EXTRACTED TEXT
= Beginning of Section =
Big Practice owners must balance the roles of nurturing mentor with consequence-giving manager. We call this a dual relationship. If you are a clinical supervisor operating the Apartment Complex model without another person serving as your manager, that dual relationship becomes a tight rope you walk every day. How do you get your supervisees to trust you when they know you may evict them if they don’t turn their notes in on time? Hiring a manager or administrative supervisor can help, but ultimately it falls to you, the boss, to follow through.
Plan 3: The Strip Mall
The Strip Mall is my favorite because it rents for success. Go to a Target in Texas and see what I mean. When you see a Target, you’re probably also going to see a Ross, a Pet Smart, and a DSW Shoe store. It’s a formula. The owner builds a strip mall and leases it to solid anchor stores that have a reputation for turning a profit. The strip mall does not provide storage systems, run credit cards, provide employees, or offer staffing retreats. Instead, the strip mall rents to established, profitable, stand-alone businesses who already know what they're doing.
In a Big Practice this can look a lot like the Apartment Complex with one major difference; you the Big Practice owner have no stake in your tenant business. In fact, this model works best when your tenants have their own PLLC, their own filing systems, and their own merchant accounts. You may add value by offering them a beautiful location, a spot on your highly visible and SEO-optimized website, a ride on your coattails because you are such a well-established name in your community, and perhaps some administrative support like phone answering, but other than those things you are laissez faire. Your PLLC tenants handle their own paperwork (less liability for you), their own schedules (their clients, their problems), and their own money. At the end of the month, they pay a flat fee to you (no w-2 or 1099 hassles).
= End of Section =
DATASET
= Beginning of Section =
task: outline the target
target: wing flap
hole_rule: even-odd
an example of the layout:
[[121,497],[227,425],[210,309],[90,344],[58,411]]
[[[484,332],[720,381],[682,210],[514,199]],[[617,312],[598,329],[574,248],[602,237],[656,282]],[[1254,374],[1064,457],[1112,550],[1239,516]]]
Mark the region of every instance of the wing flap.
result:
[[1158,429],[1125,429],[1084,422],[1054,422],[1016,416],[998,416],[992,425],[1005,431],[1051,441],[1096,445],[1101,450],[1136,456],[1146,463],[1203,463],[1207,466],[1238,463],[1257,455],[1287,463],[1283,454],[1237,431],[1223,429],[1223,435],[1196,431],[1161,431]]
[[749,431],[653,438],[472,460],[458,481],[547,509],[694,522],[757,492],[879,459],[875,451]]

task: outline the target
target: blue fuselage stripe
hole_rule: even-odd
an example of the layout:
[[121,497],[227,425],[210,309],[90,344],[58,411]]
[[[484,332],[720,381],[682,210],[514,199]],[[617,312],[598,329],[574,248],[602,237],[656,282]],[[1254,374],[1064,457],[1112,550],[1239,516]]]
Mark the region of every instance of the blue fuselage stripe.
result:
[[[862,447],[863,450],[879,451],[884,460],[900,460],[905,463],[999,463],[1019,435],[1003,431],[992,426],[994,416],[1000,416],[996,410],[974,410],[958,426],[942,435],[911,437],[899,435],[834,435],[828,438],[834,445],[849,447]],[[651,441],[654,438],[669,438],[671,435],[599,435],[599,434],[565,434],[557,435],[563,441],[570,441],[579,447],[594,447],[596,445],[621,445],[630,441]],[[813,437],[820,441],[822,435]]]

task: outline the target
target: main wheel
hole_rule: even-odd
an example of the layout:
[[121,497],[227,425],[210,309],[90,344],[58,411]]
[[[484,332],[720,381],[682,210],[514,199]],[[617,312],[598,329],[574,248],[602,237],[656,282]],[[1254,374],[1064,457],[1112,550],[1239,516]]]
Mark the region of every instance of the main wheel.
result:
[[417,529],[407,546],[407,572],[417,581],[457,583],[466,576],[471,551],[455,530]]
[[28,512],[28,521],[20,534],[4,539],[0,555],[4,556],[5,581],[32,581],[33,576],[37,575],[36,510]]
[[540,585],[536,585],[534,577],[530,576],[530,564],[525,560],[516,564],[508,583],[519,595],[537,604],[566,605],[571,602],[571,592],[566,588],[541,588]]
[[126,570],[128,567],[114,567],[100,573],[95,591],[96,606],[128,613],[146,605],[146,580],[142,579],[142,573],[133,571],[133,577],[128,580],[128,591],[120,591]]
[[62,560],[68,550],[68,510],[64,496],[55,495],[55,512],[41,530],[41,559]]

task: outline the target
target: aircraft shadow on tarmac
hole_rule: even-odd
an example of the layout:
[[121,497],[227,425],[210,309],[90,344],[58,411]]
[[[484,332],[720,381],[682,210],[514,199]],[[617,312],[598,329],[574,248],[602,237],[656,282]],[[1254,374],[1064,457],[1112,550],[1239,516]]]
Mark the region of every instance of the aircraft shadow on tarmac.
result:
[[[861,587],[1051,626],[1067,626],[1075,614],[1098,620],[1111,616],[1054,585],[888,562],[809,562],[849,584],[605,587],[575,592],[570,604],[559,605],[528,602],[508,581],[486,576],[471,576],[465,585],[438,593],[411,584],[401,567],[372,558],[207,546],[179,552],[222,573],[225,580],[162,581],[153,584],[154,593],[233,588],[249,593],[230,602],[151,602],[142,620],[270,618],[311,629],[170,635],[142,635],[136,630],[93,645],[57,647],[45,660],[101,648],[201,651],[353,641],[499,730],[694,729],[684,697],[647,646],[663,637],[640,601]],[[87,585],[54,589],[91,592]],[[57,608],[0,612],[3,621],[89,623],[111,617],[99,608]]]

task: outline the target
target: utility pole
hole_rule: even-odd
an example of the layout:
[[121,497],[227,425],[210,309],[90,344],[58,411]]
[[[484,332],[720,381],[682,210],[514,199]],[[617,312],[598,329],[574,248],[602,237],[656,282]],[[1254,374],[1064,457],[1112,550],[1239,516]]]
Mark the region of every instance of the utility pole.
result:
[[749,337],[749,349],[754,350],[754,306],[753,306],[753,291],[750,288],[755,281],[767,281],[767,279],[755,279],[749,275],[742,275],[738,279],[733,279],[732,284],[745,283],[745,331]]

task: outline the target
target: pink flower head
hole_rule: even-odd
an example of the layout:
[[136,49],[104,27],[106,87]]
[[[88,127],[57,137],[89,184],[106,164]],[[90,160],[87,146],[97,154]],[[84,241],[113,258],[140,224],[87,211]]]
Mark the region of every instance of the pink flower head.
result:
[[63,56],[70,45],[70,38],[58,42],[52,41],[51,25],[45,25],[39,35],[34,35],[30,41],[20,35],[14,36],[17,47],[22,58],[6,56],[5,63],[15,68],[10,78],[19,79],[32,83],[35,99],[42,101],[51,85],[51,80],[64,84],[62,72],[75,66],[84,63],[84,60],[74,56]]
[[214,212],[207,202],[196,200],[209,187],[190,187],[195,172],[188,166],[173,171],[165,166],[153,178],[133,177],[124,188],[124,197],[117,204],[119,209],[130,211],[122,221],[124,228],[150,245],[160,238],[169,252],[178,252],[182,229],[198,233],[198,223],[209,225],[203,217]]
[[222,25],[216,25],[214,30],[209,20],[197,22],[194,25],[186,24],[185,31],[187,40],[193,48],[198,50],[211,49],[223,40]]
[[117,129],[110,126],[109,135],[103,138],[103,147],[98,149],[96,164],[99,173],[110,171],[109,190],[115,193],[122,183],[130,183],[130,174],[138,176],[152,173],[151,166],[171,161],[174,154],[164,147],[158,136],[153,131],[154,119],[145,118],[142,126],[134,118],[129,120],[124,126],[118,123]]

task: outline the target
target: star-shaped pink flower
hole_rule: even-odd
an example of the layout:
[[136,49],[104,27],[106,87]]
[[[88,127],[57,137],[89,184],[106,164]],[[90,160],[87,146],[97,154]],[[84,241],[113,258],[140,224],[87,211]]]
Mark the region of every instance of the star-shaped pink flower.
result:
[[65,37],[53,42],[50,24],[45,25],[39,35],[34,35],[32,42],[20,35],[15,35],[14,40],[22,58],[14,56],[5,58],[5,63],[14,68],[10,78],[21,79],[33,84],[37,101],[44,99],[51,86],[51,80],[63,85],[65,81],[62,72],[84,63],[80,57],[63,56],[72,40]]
= End of Section =
QUESTIONS TO ANSWER
1. Answer these questions from the Big Practice text:
(a) What term is used for the balance between the roles of nurturing mentor and consequence-giving manager?
(b) Which three stores are named as ones you will probably also see near a Target?
(c) What do PLLC tenants pay the owner at the end of the month?
2. Please extract the part of the Big Practice text that opens with the words containing "Big Practice owners" and closes with "to follow through.".

SOLUTIONS BY TASK
1.
(a) A dual relationship.
(b) A Ross, a Pet Smart, and a DSW Shoe store.
(c) A flat fee.

2.
Big Practice owners must balance the roles of nurturing mentor with consequence-giving manager. We call this a dual relationship. If you are a clinical supervisor operating the Apartment Complex model without another person serving as your manager, that dual relationship becomes a tight rope you walk every day. How do you get your supervisees to trust you when they know you may evict them if they don’t turn their notes in on time? Hiring a manager or administrative supervisor can help, but ultimately it falls to you, the boss, to follow through.